> [DOCUMENT TEXT]
+===+

Bug #4839
docker.io sometimes returns EOF, breaking our builds
100%
Description
We have plenty of situations where docker.io seemingly returns EOF (i.e. nothing) when pulling a base image like debian:stretch
. The failure to pull will cause our jenkins job (e.g. a TTCN3 test) to fail, despite no failure on our side.
This has appeared even before docker introduced rate limiting today, so it is unrelated to that.
Related issues
History
#1 Updated by laforge 3 months ago
- Status changed from New to In Progress
- % Done changed from 0 to 10
I tried to use our docker/registry instance at registry.sysmocom.de as a 'pull-throug cache' as documented at https://docs.docker.com/registry/recipes/mirror/
This is broken, it is a known bug in docker since 2016, see https://github.com/docker/distribution/issues/1486 and many other reports like https://www.reddit.com/r/docker/comments/bek6yv/how_do_you_do_registrymirror_with_auth/
So what we are moving towards is a setup where:- one jenkins job does a daily pull of all our base images from docker.io, and pushes them to the private registry
- our jenkins jobs will then always pull directly from that private registry instead of the public one
If the pull from docker.io then fails occasionally, it will fail that re-sync jenkins job, but the (ttcn3 and other) jobs that verify osmocom software will not fail, and simply use the 1..N days old base image.
#2 Updated by laforge 3 months ago
https://gerrit.osmocom.org/c/docker-playground/+/21019 prepares our Dockerfiles with a way to override the registry when building images.
#3 Updated by laforge 3 months ago
- Status changed from In Progress to Resolved
- % Done changed from 10 to 100
Related patches all merged, hopefully those problems are now gone.

+===+

(Records from a collection)
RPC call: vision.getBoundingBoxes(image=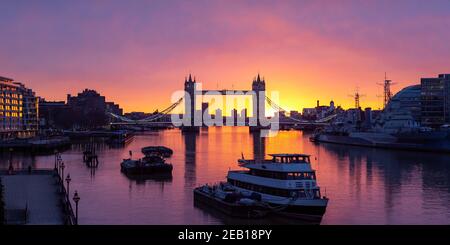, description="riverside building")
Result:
[0,77,39,140]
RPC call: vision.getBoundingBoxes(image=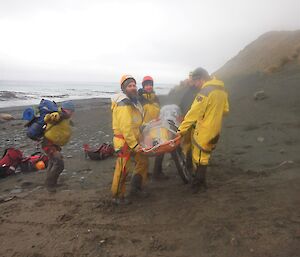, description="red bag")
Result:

+===+

> [WHAT TO PRODUCE] Continue the bug report about docker.io returning EOF during image pulls, picking up after its last sentence. These records were taken from a different source than the bug report.

> [OUTPUT FOR THIS TASK]
- https://gerrit.osmocom.org/c/docker-playground/+/21019
- https://gerrit.osmocom.org/c/osmo-ci/+/21021
- https://gerrit.osmocom.org/c/osmo-ci/+/21023
I've manually verified that the registry-update-base-images job works, and also executed ttcn3-stp-test once to see if it actually pulls from registry.osmocom.org now.
#4 Updated by laforge 3 months ago
- Related to Feature #4840: migrate osmo-gsm-tester docker images to registry.osmocom.org added
#5 Updated by laforge 3 months ago
And of course, on day 1 of this new mechansim, we see:
- the docker image update job failing:
[registry-update-base-images] $ /bin/sh -xe /tmp/jenkins5987388568045535390.sh + REGISTRY=registry.osmocom.org + IMAGES=debian:stretch debian:buster debian:jessie debian:sid ubuntu:zesty centos:centos8 + src=debian:stretch + dst=registry.osmocom.org/debian:stretch + echo + echo ======= debian:stretch ======= debian:stretch + docker pull debian:stretch Error response from daemon: Get https://registry-1.docker.io/v2/library/debian/manifests/stretch: EOF Build step 'Execute shell' marked build as failure
while all other builds succeed, using base images from registry.osmocom.org.
yay.